Reading text:

'''

Each Friday we compile a list of interesting links and articles our editors find from across the web. Here’s what’s catching our eye this week.

Andy Greenwald at Grantland remembers Lost the “most important network show of the past 10 years.”

Lost premiered 10 years ago this week. It ended four and a half years ago. And I still miss it like crazy. This doesn’t seem to be a popular opinion these days, as backlash to the underwhelming series finale seems to have overtaken the memory of everything that came before. But backlash has overtaken just about everything in 2014, and the effect on television has been profound. Networks today are more hidebound, creators more skittish, and broadcast TV as a whole more distressingly safe. Yes, the expansion of viewing options and the subsequent diminishing of audiences have played the leading roles in this retrenchment, but it’s impossible to discount the added impact of our rapid-response culture. The big four networks were never particularly good at taking chances, but there was a dedicated, if occasionally naive, desire to give people something they might adore. Now networks twist themselves into knots coming up with milquetoast servings of what they’re pretty sure people won’t hate. It’s how you end up with 66 annual hours about Naval crime investigation and a half-dozen sitcoms about love that, taken together, are barely worthy of being liked. Want to know what white bread dipped in milk tastes like? I’m pretty sure there’s a new network show just for you.

What does the NFL have to say about the sanctity of the human body?

It’s been two years since I parted ways with the NFL and opened up my Sundays to other things. At the time I thought of it as a “personal boycott.” In other words, you don’t stop watching pro football with the intent of igniting a movement, or of affecting one wit of change in the NFL. You do it so you can sleep at night, so that you can preserve your own morality. I left to keep my side of the street clean in the particular way that I like.

The Other Journal contributor Amy Lepine Peterson remembers Rich Mullins on the seventeenth anniversary of his death:

I stood in the kitchen, sixteen years old, absentmindedly wiping wet dishes with a damp towel as I listened to the radio station. The news that night was full of singer-songwriter Rich Mullins: the day before, he’d been in his Jeep with Mitch McVicker, traveling southbound on I-39 when they lost control of the car. Thrown onto the road, Rich had been killed almost immediately by another truck. McVicker was in critical condition in the hospital. Had Rich fallen asleep at the wheel? I wondered. Hadn’t he been wearing a seatbelt?

The Verge asks: “What happens to literacy when the internet turns into a giant TV station?”

Video is the future of the web. You can no longer launch a new smartphone, inaugurate a Kickstarter campaign, or even announce a business partnership without accompanying it with a slickly produced video teaser. Video is the destination point for a grand shift toward more visual communication online — one that makes the web accessible to more people than ever, but also risks losing one of its most fundamental benefits.

'''

Problem set:
**A.** In the weekly link roundup, which interstate was Rich Mullins traveling on when he and Mitch McVicker lost control of the Jeep?
**B.** Extend the weekly link roundup by writing on from the end of its final paragraph.
You can set aside the material that comes next.

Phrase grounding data
'''

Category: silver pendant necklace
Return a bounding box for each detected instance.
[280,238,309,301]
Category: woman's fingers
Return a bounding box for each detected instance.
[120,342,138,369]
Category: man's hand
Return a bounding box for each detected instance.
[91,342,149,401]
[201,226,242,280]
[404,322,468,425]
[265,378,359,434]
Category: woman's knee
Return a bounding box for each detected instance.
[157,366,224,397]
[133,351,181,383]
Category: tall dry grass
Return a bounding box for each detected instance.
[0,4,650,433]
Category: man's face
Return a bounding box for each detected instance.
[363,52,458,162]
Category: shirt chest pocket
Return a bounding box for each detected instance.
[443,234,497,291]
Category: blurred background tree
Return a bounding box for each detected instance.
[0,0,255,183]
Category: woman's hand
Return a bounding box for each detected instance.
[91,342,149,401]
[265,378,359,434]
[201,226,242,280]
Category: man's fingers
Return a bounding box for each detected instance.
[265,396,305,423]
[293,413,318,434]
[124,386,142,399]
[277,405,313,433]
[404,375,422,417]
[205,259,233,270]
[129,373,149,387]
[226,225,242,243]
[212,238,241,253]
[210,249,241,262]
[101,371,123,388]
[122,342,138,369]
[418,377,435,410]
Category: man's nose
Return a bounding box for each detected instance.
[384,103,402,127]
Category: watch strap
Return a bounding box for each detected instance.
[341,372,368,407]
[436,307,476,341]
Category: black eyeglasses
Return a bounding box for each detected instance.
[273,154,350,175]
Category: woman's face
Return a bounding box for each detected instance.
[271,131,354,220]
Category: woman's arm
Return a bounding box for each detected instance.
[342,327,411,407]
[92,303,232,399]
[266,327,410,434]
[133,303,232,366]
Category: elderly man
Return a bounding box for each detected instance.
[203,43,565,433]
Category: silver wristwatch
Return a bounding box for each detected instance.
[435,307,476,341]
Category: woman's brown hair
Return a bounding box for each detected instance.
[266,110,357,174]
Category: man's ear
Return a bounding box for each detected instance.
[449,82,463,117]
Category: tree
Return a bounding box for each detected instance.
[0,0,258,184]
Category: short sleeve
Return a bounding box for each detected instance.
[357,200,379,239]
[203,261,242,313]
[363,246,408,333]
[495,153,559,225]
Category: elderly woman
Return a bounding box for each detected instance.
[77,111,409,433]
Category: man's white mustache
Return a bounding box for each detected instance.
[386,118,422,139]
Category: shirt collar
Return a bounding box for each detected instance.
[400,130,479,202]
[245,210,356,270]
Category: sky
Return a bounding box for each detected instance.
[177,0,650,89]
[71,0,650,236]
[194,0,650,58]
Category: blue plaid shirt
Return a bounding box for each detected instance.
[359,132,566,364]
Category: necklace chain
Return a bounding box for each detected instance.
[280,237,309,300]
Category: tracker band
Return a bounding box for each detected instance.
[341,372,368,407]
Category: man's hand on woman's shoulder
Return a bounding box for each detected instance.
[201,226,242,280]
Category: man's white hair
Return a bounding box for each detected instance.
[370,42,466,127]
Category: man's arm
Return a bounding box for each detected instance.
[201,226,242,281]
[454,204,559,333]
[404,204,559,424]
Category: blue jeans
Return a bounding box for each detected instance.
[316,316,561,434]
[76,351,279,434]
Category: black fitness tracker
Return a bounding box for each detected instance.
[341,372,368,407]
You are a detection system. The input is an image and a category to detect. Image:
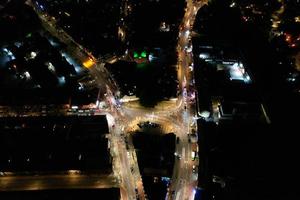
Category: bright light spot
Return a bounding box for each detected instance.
[185,30,191,37]
[30,51,37,59]
[230,2,236,8]
[148,54,153,62]
[68,170,80,175]
[58,76,66,85]
[71,106,78,110]
[46,62,55,73]
[199,53,209,59]
[141,51,147,58]
[24,71,31,80]
[83,58,95,68]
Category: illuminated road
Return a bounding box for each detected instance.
[0,174,119,191]
[0,0,207,200]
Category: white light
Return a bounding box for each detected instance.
[46,62,55,72]
[199,53,209,59]
[24,71,31,80]
[71,106,78,109]
[30,51,37,59]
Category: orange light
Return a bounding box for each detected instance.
[83,58,95,68]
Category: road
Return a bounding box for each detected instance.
[0,0,207,200]
[0,174,119,191]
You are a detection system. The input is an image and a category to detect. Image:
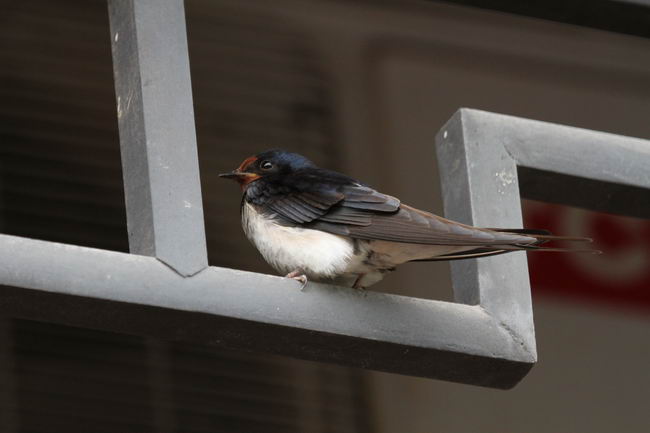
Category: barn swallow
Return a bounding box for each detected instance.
[219,149,595,289]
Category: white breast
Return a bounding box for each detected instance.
[242,203,362,280]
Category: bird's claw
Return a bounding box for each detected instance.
[284,271,308,292]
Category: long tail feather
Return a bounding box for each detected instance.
[490,229,594,242]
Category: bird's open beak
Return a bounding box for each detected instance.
[219,169,260,184]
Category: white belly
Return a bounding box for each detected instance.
[242,203,363,280]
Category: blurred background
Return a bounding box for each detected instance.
[0,0,650,433]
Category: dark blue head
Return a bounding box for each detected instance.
[219,149,316,187]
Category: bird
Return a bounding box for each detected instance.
[219,149,598,289]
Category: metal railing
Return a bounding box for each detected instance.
[0,0,650,388]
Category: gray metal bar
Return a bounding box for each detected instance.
[436,110,537,358]
[436,109,650,368]
[0,235,534,388]
[108,0,207,275]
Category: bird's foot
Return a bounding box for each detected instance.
[352,274,366,291]
[284,269,308,292]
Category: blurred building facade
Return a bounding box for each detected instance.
[0,0,650,433]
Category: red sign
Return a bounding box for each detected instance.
[523,200,650,311]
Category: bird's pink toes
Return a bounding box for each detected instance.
[284,270,308,291]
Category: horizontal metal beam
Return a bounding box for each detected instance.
[436,109,650,384]
[108,0,208,275]
[0,235,535,388]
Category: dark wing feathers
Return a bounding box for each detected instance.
[264,176,535,246]
[340,205,534,246]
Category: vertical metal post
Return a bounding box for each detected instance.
[108,0,207,276]
[436,109,535,355]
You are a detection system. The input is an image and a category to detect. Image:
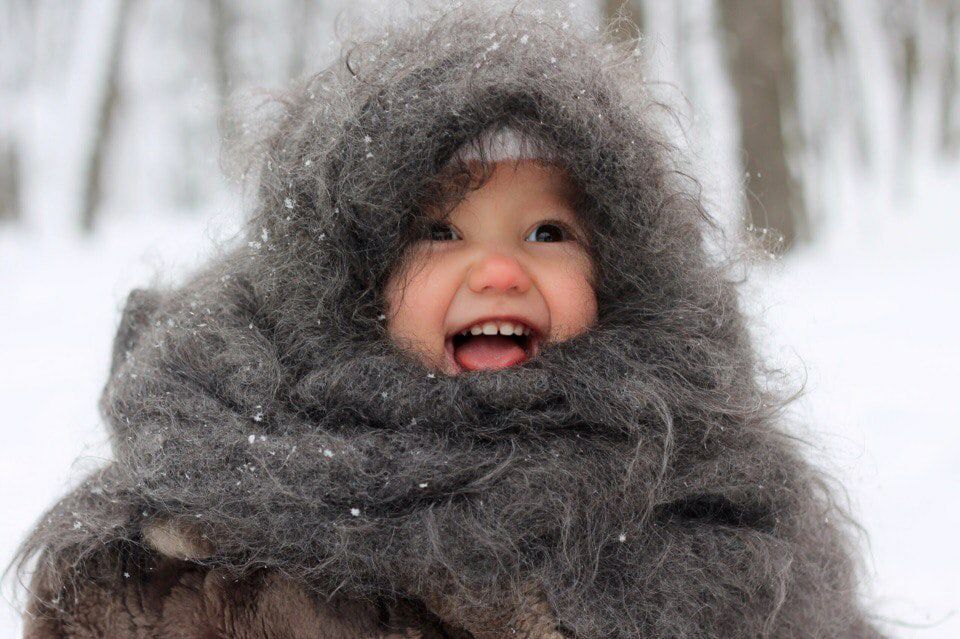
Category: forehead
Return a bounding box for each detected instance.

'''

Task responses:
**A.** He was traveling southbound on I-39.

**B.**
A review of Hauerwas: A (Very) Critical Introduction at First Things:

Good books on contemporary theologians are rare, good critical books rarer still. This is a very good, very critical analysis of a widely esteemed and powerful Christian teacher, economically written, tightly argued, and purposive. Its major proposals are that Stanley Hauerwas’s work is ecclesiocentric, that it does not speak sufficiently of God or of the works of God, and, consequently, that its rejection of the modern traditions of Christian moral theology is only selective.

Just when you think the fire hydrant couldn’t get any better, someone improves its design to meet the needs of the twenty-first century:

New York City, with its dense population and endless skyscrapers, is notoriously difficult to fight fires in. Firefighters depend on nearly 100,000 hydrants to do their work, but many of these hydrants are in disrepair. Vulnerable to misuse and exposed to extreme weather, the city’s hydrants are decayed, leaking, and corroding.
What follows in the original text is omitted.